* _INPUT DATA_
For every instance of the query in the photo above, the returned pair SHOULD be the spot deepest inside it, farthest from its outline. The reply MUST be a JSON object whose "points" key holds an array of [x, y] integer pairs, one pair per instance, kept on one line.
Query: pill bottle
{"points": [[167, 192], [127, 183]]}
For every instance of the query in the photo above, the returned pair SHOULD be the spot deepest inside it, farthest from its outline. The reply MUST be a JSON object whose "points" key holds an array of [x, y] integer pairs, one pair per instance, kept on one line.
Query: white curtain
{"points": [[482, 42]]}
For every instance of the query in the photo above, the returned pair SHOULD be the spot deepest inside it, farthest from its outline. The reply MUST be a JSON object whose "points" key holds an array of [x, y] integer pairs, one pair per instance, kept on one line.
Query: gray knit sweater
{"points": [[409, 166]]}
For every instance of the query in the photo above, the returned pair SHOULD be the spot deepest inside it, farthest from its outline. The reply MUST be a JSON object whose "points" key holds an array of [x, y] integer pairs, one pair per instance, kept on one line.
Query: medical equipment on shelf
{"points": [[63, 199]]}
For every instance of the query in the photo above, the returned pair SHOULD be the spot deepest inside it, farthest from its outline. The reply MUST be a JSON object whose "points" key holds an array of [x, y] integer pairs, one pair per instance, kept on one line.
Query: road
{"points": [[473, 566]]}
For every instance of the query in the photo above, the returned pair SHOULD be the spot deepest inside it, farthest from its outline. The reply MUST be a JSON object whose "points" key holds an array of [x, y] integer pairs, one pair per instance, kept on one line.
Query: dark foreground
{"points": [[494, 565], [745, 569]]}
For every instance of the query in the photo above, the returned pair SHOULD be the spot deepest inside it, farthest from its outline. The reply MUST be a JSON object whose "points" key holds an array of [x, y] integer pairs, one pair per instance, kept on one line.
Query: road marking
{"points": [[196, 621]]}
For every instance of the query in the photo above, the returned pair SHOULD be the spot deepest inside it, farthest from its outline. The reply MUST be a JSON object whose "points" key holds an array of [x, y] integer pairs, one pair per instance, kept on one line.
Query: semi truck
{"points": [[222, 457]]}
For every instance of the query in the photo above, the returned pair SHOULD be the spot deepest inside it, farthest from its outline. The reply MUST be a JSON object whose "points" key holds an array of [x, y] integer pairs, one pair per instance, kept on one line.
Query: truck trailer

* _PROBLEM STATEMENT_
Please reproduce the data above, substituting "boundary" for each occurrence of "outline" and keeping everything else the same.

* _EXERCISE SOLUTION_
For every instance of the query in the photo above, the returned pair SHOULD be the spot deepest inside it, farthest from its boundary. The reply MUST be a JSON object whose "points" key holds an array of [x, y] integer pairs, one pair per instance, kept on one line.
Query: pill bottle
{"points": [[167, 192], [127, 183]]}
For every instance of the query in the photo above, the returned pair SHOULD be the spot deepest inside it, farthest from its boundary. The reply MUST be a JSON object whose "points" key holds an array of [x, y] integer pairs, one pair per instance, kept on one line.
Query: white curtain
{"points": [[482, 42]]}
For every instance of the query in the photo above, the returned pair SHOULD be the spot deepest inside it, farthest from its boundary. The reply MUST be a JSON object whose "points" key holds an array of [x, y] integer pairs, one pair per instance, kept on one line.
Query: gray knit sweater
{"points": [[409, 166]]}
For every instance of the query in the photo above, the returned pair SHOULD be the spot deepest inside it, farthest from its boundary. The reply MUST be a JSON object whose "points" key holds an array of [x, y] integer pairs, one pair per instance, kept on one line.
Query: medical equipment on shelf
{"points": [[63, 199]]}
For every instance of the query in the photo above, the returned pair SHOULD be the spot deepest inside it, farthest from its boundary. The reply MUST be a JSON object whose "points" key holds an array of [x, y] integer pairs, one pair per instance, kept on one line.
Query: road
{"points": [[473, 566]]}
For every instance of the query in the photo above, the returned pair SHOULD be the spot deepest inside it, farthest from its boundary. The reply MUST be a JSON object whose "points" key holds an array of [x, y] integer pairs, one pair per instance, kept on one line.
Query: dark foreground
{"points": [[494, 565], [745, 569]]}
For every instance of the query in the photo above, the returned pair SHOULD be the spot deepest inside it, farthest from its boundary. The reply MUST be a JSON object whose "points" key holds an array of [x, y] integer pairs, one pair per instance, kept on one line.
Query: road marking
{"points": [[196, 621]]}
For every instance of the query in the photo above, the returned pair SHOULD be the spot deepest inside it, farthest from its boundary. The reply MUST be a JSON object whose "points" key holds an array of [x, y] integer pairs, one pair per instance, kept on one line.
Query: semi truck
{"points": [[222, 457]]}
For every instance of the query in the photo above, the returned pair SHOULD be the spot deepest inside it, farthest from its boundary. The reply MUST be a JSON object whose "points" key holds an array of [x, y] integer pairs, one pair per instance, kept on one line.
Query: truck trailer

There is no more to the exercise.